◆ SOURCE MATERIAL
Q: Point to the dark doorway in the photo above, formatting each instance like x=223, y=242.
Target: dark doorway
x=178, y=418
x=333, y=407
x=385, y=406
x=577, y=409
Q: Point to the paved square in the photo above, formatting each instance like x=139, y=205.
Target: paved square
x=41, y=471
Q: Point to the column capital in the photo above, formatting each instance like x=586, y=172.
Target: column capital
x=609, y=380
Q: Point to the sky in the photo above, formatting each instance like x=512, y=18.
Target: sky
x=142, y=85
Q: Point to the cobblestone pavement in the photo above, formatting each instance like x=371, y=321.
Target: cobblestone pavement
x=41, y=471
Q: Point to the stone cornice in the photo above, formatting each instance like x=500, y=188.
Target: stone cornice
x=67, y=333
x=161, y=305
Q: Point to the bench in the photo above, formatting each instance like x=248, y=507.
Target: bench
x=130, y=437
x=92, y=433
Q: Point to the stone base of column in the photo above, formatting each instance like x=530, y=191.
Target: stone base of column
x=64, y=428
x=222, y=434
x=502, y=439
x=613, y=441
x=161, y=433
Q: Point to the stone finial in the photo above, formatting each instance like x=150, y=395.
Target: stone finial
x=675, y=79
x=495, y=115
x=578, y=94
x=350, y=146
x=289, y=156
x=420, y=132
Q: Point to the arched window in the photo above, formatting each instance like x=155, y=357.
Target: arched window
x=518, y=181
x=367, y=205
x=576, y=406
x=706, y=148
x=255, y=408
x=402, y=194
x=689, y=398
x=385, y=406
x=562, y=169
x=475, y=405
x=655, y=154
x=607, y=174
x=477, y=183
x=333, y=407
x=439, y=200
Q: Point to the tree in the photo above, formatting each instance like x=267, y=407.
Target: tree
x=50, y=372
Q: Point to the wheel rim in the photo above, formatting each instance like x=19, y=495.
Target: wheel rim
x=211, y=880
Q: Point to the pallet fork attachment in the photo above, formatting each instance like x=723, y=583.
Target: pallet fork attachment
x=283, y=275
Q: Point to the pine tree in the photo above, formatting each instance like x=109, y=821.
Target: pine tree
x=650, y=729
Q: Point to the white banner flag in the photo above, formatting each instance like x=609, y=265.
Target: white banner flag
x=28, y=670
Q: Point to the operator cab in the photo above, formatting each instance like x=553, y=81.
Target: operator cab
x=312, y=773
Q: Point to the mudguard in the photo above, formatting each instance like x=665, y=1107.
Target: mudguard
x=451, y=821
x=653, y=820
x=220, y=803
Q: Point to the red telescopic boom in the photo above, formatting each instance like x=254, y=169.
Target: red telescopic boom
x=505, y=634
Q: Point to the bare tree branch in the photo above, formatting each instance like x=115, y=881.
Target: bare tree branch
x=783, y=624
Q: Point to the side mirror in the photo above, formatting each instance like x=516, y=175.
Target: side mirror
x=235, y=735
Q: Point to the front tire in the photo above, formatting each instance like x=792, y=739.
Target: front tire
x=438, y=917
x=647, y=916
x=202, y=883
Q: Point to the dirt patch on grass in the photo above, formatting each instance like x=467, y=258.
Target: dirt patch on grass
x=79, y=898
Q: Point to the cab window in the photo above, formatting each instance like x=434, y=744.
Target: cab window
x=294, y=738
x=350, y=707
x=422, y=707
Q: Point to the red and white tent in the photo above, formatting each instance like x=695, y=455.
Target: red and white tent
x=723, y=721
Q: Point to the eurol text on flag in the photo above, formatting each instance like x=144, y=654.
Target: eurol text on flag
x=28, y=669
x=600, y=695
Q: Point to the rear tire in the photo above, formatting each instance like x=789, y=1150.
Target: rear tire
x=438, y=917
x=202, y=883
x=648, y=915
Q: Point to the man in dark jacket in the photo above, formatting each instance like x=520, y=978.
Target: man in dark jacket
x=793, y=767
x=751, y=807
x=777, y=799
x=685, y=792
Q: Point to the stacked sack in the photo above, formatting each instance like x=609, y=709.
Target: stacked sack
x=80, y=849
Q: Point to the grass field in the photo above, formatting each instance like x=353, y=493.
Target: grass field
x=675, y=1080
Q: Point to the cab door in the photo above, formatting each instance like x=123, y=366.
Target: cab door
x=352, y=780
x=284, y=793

◆ WHAT YOU ARE ASKED TO DO
Print every one of the records above again, reproducing each line word for word and in the same order.

◆ OUTPUT OF THE EXERCISE
Q: Point to the dark doorway in the photo above, formatting each instance like x=223, y=242.
Target: dark doorway
x=178, y=418
x=333, y=407
x=385, y=406
x=577, y=409
Q: Point to the paved square in the photo above, formatting each instance like x=139, y=205.
Target: paved square
x=41, y=471
Q: Point to the column capital in the photo above, formatting each instance like x=586, y=172.
Target: column capital
x=609, y=380
Q: Point to the sky in the photo above, formatting each instance like x=512, y=18.
Target: sky
x=142, y=85
Q: Point to the cobblestone pavement in the photo above, formatting each instance like x=371, y=321.
Target: cobblestone pavement
x=41, y=471
Q: Point to the stone cornice in the photo above, formatting each instance like x=500, y=188.
Target: stone cornice
x=67, y=333
x=161, y=305
Q: Point to the bench in the photo above, formatting each instance like x=248, y=507.
Target: bench
x=130, y=437
x=92, y=433
Q: Point to the stone base of column in the photo above, formatting each instance like x=530, y=191.
Target: stone base of column
x=64, y=428
x=222, y=434
x=502, y=439
x=613, y=441
x=161, y=433
Q: Point to the stone finial in the photo above, formatting each instance like x=150, y=395.
Target: stone finial
x=675, y=79
x=495, y=115
x=578, y=94
x=350, y=146
x=289, y=156
x=420, y=132
Q: Point to the arched window in the photo above, formatting each instance like x=155, y=357.
Target: arched window
x=518, y=181
x=367, y=205
x=576, y=406
x=706, y=148
x=255, y=408
x=402, y=194
x=689, y=398
x=385, y=406
x=562, y=169
x=475, y=405
x=655, y=154
x=607, y=174
x=477, y=183
x=333, y=407
x=439, y=200
Q: Point to the tree in the photo above, formatting each instance like x=267, y=407.
Target: tree
x=50, y=372
Q: Point to the wheel rim in the photo above, formatting each instance like x=19, y=495.
Target: wheel rim
x=211, y=880
Q: Point to the pallet fork attachment in the photo above, formatting each instance like x=723, y=583.
Target: pallet fork attachment
x=283, y=275
Q: Point to the pine tree in the photo above, formatting each instance like x=109, y=821.
Target: pine tree
x=650, y=729
Q: Point to the white banner flag in the photo above, formatting each instance like x=609, y=265.
Target: white banner flag
x=28, y=670
Q: Point to the operator cab in the photo above, formatting each instance like x=553, y=81.
Target: operator cab
x=312, y=773
Q: Point to the mudguard in the photo above, formatting each instance like x=665, y=1107.
Target: mudguard
x=451, y=821
x=653, y=820
x=220, y=803
Q: Point to the red telescopic boom in the photo above, formatting each instance like x=254, y=169.
Target: red telescopic boom
x=505, y=634
Q: Point to the bare tree branch in the photo above, formatting each instance like x=115, y=881.
Target: bare tree branch
x=783, y=624
Q: Point to the side mirror in the photo above, formatting each instance like x=516, y=175.
Target: side mirror
x=235, y=735
Q: Point to the front tire in the photo above, formatting each instance like x=792, y=739.
Target: front tire
x=438, y=917
x=647, y=916
x=202, y=883
Q: Point to the dirt patch on grass in the photo above, formatting each instance like x=467, y=258.
Target: dirt patch on grass
x=79, y=898
Q: Point to the cab window in the photo above, formatting each instance like x=434, y=744.
Target: cab window
x=294, y=738
x=350, y=707
x=422, y=707
Q: Point to the red and white tent in the photo above, formatting each instance like x=695, y=455.
Target: red and white tent
x=723, y=721
Q: Point to the eurol text on flag in the photo above, formatting each instance like x=144, y=654.
Target: eurol text on flag
x=28, y=669
x=600, y=695
Q: Point to the rear tire in the photo above, formatting each instance like x=789, y=1150.
Target: rear tire
x=438, y=917
x=202, y=883
x=648, y=915
Q: Point to the man in dark jacket in the photo above, formatting each instance like x=520, y=978.
Target: man in dark jacket
x=793, y=767
x=751, y=807
x=777, y=799
x=685, y=792
Q: Point to the stacked sack in the photo above, formatting each instance like x=609, y=709.
Target: stacked sack
x=80, y=849
Q: Point to the grass field in the photo above, formatting each instance like x=353, y=493.
Target: grass field
x=675, y=1080
Q: Point to the cab door in the photo above, formatting each instance like x=123, y=366.
Target: cab door
x=352, y=780
x=284, y=793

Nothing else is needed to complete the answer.